__TEXTO PARA LEER__
○ ○ ○ ○ ○

En 1717, Felipe V ordenó publicar una
pragmática que disponía que fueran determinadas poblaciones las únicas que
podían albergar gitanos. Ciudad Real fue una de ellas y en Andalucía las
siguientes: Carmona, Córdoba, Antequera, Ronda, Jaén, Úbeda y Alcalá la Real ; y por supuesto, Madrid,
villa y corte, quedaba exento de ellos. Los gitanos debían desplazarse a los
lugares citados desde las ciudades donde preferentemente habitaban: Sevilla
(barrio de Triana), Jerez, Cádiz y El Puerto de Santa María. El castigo para
los desobedientes era seis años de galeras para los gitanos y cien azotes y
destierro para las gitanas.
En la primera mitad del XVIII
continuaron llegando gitanos sentenciados a la mina de azogue “… por contravención a la Real Pragmática contra
Gitanos”. Afortunadamente los seis años de galeras quedaron reducidos a
tres en las minas de azogue y lo que es todavía más importante, visto lo que
sucedería después, cuando cumplían la condena, recuperaban la libertad. En esa
época, los gitanos sentenciados a los trabajos mineros no eran conflictivos y
pretendían pasar desapercibidos entre el resto de forzados y esclavos que se
apiñaban en un pequeño recinto carcelario construido por los Fugger para
albergar a cincuenta reos o como máximo a cien.
Los
gitanos del Puerto de Santa María
En el otoño de 1745 una Real cédula y
un decreto del Consejo del Reino ordenaban que todos los gitanos sin excepción
se restituyeran a los sitios donde debían estar avecindados, amenazándoles con
que “… si se les encontrara extraviados,
se procederá contra ellos con el mayor rigor”. De este modo, pretendiendo
exterminar a los salteadores de caminos y reducir a quienes se dedicaban al
comercio ambulante de caballerías en ferias y mercados, acabarían también
perjudicados aquellos gitanos que vivían en los pueblos y ciudades ya citados,
y ejercían en ellos oficios útiles, como el de herrero, por ejemplo.

○ ○ ○ ○ ○

[Entradas de datos recopiladas]
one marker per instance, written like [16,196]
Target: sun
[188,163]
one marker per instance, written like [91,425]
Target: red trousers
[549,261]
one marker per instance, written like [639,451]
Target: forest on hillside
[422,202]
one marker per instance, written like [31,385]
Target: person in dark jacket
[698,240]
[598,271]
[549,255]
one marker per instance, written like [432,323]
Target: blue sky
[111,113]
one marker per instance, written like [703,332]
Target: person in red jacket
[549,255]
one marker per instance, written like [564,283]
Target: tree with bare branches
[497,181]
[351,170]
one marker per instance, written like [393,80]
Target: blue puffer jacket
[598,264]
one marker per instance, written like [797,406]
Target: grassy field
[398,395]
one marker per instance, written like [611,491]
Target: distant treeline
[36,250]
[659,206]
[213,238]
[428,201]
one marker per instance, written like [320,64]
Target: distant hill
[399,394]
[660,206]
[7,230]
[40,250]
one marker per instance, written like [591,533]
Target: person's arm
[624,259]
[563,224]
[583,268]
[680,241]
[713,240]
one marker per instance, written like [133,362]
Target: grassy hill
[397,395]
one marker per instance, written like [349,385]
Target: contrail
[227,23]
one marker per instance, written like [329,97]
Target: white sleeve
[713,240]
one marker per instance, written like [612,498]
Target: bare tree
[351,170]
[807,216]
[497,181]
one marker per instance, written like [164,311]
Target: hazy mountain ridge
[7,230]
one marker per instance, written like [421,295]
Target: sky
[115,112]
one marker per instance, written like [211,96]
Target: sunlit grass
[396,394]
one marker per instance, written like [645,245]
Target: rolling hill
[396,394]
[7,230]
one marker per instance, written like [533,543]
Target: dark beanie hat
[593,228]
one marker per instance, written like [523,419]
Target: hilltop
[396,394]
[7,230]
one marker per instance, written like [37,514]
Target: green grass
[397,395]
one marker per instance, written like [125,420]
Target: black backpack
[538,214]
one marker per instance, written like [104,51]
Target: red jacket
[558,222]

○ ○ ○ ○ ○

__LISTA DE TAREAS__
• a. ¿Puedes extraer, sin alterar nada, el pasaje del texto sobre los gitanos que empieza con "En la primera" y sigue hasta "máximo a cien."?
• b. ¿En cuántas líneas de las filas aparece la cadena "person", teniendo en cuenta mayúsculas y minúsculas? Responde solo con el número.
El texto sobre los gitanos y las filas proceden de fuentes distintas.

__RESPUESTAS__
• a.
En la primera mitad del XVIII
continuaron llegando gitanos sentenciados a la mina de azogue “… por contravención a la Real Pragmática contra
Gitanos”. Afortunadamente los seis años de galeras quedaron reducidos a
tres en las minas de azogue y lo que es todavía más importante, visto lo que
sucedería después, cuando cumplían la condena, recuperaban la libertad. En esa
época, los gitanos sentenciados a los trabajos mineros no eran conflictivos y
pretendían pasar desapercibidos entre el resto de forzados y esclavos que se
apiñaban en un pequeño recinto carcelario construido por los Fugger para
albergar a cincuenta reos o como máximo a cien.

• b. 3